WHAT THE TASK REQUIRES | Wherever the string "white" shows up in the material below, copy that line.
Content starts
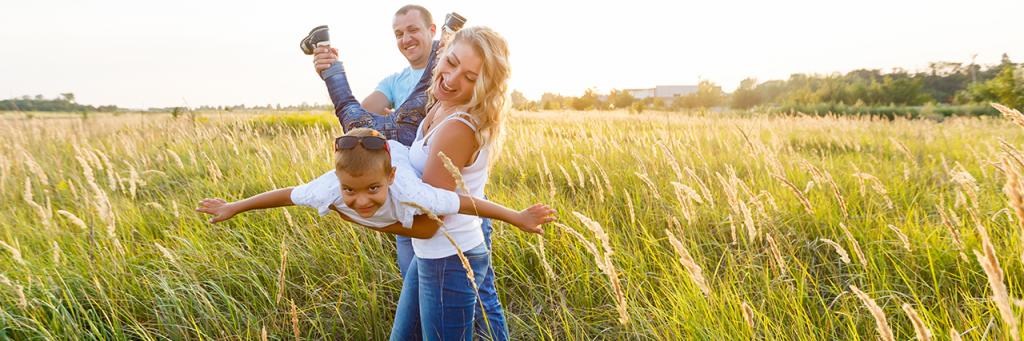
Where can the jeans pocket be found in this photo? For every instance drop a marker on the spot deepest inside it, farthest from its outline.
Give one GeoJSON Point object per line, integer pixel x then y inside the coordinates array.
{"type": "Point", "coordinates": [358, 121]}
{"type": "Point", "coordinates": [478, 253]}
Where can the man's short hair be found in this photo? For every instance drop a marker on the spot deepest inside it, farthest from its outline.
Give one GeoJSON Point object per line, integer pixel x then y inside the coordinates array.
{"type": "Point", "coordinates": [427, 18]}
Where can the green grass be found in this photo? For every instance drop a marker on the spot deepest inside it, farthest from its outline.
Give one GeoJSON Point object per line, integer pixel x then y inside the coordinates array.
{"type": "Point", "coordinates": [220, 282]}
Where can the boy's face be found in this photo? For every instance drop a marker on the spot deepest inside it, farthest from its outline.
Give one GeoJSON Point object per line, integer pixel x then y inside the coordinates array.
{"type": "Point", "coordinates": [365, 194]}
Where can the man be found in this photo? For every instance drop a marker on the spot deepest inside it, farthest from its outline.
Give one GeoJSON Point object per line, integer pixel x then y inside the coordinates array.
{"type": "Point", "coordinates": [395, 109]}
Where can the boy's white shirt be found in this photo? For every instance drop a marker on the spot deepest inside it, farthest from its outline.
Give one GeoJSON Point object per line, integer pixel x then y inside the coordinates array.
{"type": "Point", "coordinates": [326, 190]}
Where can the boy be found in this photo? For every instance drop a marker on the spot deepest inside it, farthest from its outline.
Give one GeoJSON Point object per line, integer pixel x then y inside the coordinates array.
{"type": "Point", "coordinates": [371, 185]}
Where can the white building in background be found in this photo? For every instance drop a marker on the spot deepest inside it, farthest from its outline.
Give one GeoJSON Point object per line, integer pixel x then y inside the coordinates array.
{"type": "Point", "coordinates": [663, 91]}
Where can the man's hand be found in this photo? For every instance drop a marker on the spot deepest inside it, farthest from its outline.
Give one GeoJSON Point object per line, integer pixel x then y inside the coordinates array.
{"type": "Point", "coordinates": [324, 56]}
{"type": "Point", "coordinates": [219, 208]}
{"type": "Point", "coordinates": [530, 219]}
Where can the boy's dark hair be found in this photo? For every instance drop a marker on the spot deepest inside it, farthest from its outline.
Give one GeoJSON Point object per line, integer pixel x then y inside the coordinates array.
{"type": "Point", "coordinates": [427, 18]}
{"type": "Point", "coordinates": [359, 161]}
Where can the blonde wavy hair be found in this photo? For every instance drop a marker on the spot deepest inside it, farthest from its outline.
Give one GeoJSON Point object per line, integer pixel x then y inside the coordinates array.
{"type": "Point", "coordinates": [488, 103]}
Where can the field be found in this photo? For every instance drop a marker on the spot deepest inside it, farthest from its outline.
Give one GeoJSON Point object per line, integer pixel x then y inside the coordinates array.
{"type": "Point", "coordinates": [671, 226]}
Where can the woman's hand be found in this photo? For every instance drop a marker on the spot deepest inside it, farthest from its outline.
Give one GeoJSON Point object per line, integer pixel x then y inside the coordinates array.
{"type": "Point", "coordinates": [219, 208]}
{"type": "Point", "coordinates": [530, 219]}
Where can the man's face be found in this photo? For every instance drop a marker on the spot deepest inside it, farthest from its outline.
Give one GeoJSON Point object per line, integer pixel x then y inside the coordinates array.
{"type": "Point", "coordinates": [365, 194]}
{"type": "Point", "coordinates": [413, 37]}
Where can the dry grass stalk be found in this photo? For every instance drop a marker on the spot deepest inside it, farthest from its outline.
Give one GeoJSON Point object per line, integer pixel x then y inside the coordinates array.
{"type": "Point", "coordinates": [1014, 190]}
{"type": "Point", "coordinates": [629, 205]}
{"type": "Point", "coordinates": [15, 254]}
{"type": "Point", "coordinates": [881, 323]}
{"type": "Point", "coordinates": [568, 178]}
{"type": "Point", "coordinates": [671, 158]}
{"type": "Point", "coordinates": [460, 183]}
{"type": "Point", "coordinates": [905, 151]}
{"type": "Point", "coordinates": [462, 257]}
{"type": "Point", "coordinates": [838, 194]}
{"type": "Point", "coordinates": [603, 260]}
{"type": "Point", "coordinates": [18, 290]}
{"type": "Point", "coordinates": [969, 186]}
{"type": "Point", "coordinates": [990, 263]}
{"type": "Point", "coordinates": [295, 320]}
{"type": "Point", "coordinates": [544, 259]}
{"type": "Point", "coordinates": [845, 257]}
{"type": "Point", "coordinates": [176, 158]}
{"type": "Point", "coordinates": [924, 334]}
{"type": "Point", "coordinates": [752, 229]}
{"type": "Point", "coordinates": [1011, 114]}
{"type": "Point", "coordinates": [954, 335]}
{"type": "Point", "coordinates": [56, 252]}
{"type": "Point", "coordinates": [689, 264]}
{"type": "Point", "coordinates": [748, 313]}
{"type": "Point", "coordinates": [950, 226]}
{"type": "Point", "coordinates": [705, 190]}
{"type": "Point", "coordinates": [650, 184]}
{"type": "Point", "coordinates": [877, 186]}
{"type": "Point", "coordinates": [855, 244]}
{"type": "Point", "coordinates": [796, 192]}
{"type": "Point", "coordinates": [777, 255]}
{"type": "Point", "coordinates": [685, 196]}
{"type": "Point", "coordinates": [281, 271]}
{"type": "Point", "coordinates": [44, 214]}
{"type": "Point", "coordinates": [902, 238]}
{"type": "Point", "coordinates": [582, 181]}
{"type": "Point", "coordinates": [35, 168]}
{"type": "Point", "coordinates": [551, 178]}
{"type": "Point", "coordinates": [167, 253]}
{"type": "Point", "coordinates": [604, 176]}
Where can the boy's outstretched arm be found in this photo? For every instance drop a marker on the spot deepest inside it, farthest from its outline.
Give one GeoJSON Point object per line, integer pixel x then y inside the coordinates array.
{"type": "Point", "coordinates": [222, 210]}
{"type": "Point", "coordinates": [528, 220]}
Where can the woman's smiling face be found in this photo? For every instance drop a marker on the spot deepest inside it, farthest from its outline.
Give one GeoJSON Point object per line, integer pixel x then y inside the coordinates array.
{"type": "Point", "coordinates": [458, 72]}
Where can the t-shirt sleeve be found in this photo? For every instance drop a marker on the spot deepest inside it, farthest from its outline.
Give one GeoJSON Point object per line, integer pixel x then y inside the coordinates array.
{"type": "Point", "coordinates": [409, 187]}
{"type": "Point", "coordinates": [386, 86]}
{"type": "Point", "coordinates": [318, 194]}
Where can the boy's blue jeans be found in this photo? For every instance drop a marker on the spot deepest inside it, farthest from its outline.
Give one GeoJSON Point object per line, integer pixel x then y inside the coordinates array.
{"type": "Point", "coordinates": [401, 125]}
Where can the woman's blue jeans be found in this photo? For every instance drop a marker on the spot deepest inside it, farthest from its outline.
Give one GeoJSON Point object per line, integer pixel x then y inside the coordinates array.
Content ends
Content starts
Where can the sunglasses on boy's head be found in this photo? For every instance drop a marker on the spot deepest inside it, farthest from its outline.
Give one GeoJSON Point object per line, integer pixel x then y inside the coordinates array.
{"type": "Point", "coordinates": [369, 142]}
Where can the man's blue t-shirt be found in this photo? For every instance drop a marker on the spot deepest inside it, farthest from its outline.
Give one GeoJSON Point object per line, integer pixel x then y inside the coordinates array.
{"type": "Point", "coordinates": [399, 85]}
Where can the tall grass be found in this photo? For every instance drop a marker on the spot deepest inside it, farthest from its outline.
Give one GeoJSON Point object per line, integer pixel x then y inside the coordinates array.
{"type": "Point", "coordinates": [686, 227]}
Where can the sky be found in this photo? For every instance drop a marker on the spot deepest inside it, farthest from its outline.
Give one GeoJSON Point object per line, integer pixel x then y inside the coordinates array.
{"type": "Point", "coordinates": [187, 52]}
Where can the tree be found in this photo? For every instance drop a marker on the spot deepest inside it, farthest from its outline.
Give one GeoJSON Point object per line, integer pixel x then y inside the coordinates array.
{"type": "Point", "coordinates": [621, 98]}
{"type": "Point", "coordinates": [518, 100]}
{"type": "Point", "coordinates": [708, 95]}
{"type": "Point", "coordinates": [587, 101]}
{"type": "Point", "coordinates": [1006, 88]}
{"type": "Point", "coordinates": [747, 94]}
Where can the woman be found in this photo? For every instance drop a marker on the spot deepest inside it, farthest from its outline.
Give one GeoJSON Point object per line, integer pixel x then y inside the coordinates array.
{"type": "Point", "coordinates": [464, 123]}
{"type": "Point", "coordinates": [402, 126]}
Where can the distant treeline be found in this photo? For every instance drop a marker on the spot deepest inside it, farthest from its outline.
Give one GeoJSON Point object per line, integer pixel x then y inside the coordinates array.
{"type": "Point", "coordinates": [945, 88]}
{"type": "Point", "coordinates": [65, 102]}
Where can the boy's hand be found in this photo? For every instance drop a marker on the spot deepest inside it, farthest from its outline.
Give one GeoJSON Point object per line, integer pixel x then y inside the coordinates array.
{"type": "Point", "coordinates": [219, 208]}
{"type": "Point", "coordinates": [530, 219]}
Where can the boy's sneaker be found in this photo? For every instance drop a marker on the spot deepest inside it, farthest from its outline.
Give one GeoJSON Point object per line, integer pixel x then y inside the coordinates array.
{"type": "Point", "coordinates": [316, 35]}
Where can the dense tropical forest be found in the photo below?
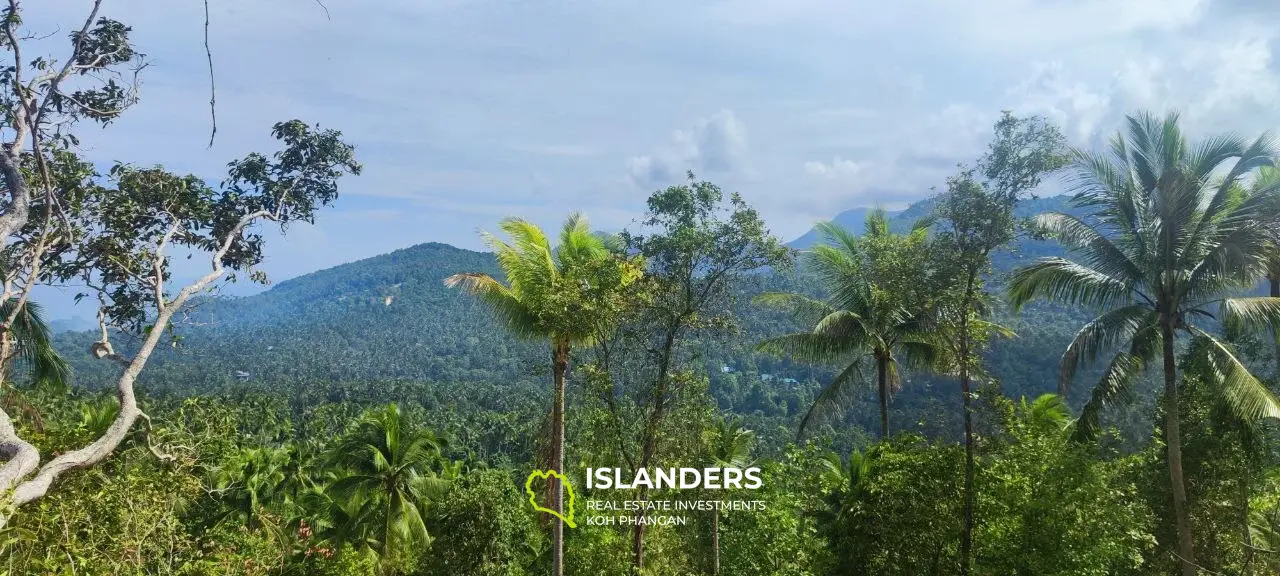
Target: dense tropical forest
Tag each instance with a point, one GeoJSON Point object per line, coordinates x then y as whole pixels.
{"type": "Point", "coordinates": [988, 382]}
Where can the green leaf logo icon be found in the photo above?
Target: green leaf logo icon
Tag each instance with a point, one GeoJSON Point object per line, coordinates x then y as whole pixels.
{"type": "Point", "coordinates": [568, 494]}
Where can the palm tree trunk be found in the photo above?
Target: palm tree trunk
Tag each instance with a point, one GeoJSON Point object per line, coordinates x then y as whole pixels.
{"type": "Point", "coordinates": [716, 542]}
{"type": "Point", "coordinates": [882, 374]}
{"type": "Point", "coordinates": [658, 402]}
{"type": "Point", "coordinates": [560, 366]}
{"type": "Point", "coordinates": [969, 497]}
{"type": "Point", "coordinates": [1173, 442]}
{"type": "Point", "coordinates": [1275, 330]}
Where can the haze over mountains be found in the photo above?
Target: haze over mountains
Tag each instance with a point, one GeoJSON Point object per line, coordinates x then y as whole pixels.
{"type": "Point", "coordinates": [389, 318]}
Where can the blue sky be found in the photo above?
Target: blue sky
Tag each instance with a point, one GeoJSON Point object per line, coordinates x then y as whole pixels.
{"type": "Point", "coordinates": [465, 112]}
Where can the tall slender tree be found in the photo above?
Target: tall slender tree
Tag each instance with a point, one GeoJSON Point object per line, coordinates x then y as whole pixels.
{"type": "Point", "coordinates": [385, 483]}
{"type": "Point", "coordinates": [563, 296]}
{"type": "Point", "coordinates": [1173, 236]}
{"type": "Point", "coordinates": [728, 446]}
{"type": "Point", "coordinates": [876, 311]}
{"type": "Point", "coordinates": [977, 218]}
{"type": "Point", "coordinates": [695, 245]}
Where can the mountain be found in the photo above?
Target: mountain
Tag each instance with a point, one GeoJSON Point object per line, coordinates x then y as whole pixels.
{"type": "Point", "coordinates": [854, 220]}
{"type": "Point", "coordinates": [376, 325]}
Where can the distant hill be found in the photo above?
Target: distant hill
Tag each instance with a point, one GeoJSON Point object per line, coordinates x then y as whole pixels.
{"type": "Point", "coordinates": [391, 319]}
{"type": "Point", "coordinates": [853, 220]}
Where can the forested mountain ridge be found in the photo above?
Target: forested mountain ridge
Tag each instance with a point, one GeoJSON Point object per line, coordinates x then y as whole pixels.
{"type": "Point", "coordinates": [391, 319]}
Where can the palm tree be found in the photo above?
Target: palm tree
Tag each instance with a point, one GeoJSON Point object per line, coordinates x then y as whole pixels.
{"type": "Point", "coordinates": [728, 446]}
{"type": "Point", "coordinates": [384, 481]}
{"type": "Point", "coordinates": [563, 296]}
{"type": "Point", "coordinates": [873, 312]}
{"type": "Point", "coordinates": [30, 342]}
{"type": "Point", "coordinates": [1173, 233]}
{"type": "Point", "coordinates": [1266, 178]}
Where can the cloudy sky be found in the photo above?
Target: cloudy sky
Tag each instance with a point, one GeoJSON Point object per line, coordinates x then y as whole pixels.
Content ends
Content starts
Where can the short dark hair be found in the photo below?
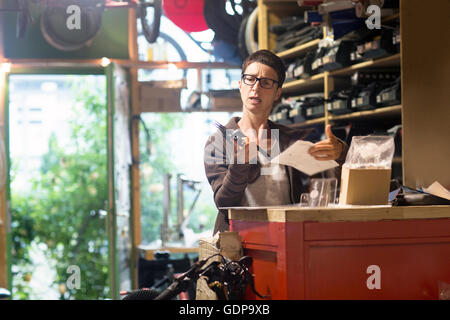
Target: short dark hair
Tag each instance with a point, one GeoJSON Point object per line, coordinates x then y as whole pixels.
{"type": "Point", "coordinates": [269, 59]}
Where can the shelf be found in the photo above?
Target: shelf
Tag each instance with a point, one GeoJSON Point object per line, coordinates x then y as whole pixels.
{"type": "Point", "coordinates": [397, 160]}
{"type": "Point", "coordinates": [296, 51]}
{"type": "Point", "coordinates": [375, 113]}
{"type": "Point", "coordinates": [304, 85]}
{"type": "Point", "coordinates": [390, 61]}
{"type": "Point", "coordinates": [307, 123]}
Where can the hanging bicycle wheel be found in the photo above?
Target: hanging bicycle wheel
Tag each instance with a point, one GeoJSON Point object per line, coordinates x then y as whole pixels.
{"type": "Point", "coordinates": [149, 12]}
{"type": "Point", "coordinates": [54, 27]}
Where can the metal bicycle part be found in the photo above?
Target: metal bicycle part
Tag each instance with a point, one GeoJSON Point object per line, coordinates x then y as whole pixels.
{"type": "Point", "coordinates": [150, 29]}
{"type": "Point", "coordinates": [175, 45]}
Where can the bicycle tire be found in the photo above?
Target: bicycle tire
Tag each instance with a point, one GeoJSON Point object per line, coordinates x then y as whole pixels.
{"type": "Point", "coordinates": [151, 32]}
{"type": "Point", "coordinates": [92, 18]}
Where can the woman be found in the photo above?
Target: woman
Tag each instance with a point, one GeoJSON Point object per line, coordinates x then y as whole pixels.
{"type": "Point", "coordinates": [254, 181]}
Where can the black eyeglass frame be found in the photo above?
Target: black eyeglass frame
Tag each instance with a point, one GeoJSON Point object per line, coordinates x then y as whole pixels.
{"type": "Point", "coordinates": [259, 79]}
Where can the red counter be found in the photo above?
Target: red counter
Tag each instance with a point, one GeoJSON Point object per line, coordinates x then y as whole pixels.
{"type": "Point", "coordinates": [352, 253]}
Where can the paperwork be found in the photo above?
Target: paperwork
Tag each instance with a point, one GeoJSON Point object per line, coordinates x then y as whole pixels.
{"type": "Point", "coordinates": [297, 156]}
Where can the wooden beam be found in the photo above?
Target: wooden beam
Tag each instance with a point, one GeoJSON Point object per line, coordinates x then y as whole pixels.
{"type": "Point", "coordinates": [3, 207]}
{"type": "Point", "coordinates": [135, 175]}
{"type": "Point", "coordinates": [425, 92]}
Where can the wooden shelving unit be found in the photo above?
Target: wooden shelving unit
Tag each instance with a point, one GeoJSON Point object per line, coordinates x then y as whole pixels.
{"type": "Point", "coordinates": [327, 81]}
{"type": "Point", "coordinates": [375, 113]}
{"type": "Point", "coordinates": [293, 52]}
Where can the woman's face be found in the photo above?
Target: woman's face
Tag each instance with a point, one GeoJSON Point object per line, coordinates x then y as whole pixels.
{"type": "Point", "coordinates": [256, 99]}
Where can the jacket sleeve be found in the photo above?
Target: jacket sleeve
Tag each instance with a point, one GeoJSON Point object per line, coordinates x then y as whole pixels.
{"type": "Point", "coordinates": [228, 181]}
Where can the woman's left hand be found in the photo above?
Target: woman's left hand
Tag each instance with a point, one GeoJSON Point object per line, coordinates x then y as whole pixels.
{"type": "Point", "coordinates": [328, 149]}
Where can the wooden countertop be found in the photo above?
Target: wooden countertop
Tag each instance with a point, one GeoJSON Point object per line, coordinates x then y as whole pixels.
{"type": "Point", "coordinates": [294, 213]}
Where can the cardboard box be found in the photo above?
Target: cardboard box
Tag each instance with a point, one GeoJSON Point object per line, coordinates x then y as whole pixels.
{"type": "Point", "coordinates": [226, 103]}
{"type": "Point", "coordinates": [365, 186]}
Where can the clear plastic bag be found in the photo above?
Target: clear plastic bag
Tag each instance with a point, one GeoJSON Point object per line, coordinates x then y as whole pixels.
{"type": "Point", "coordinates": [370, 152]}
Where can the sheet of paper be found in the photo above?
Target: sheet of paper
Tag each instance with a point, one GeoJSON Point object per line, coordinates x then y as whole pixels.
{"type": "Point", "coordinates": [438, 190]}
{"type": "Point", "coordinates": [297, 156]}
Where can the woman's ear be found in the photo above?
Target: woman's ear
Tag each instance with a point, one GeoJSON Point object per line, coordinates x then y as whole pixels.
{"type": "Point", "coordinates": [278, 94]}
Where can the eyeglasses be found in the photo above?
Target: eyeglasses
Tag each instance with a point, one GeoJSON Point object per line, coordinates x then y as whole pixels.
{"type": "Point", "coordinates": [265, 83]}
Content ends
EXERCISE RESPONSE |
Where can the boy's white shirt be found in this photo? For every instance drop a marker on the spot deepest inside it, farthest from its outline.
Where can the white building in background be found in this photo? For every instance drop a marker on the spot deepest inside it, farthest from its outline.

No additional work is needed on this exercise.